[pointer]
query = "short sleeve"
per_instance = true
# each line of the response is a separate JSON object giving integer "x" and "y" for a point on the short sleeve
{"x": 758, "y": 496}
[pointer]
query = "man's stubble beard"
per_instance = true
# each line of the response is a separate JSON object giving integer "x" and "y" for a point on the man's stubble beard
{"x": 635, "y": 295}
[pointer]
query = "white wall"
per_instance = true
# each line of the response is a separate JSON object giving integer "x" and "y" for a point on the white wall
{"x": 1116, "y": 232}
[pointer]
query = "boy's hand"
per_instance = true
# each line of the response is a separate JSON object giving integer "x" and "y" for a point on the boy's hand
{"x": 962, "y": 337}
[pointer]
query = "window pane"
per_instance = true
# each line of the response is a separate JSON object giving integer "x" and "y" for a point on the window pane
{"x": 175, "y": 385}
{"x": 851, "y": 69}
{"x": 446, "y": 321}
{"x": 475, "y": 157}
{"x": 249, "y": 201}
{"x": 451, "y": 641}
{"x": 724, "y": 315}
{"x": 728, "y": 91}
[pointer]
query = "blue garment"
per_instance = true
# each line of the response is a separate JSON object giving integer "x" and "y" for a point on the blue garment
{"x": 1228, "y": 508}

+--

TASK TO CARRY OUT
Print all of the entries exactly as they appear.

FINISHED TASK
[pointer]
query = "short sleeve"
per_instance = true
# each line of the response is a separate JSON object giving integer "x" and "y" for a point on the short sleeve
{"x": 758, "y": 496}
[pointer]
query = "man's stubble beard"
per_instance = true
# each line of the response is a separate JSON object giving integer "x" and "y" for a point on the man's stubble beard
{"x": 635, "y": 295}
[pointer]
query = "white wall"
per_instance = true
# each line of the response is a separate JSON object giving integer "x" and "y" for a point on the white wall
{"x": 1116, "y": 232}
[pointer]
query = "boy's hand"
per_instance = true
# each line of the response is a separate JSON object giving integer "x" and "y" for a point on the boy's hand
{"x": 962, "y": 337}
[pointer]
query = "window pane"
per_instance = true
# each line of the response is a separate JSON object giving integer "x" and "y" for a point on the window pane
{"x": 175, "y": 385}
{"x": 851, "y": 69}
{"x": 446, "y": 321}
{"x": 475, "y": 157}
{"x": 249, "y": 201}
{"x": 451, "y": 641}
{"x": 724, "y": 315}
{"x": 728, "y": 91}
[pointer]
query = "blue garment"
per_instance = true
# each line of the response is a separate JSON object giving integer "x" and "y" for a point on the blue garment
{"x": 1228, "y": 508}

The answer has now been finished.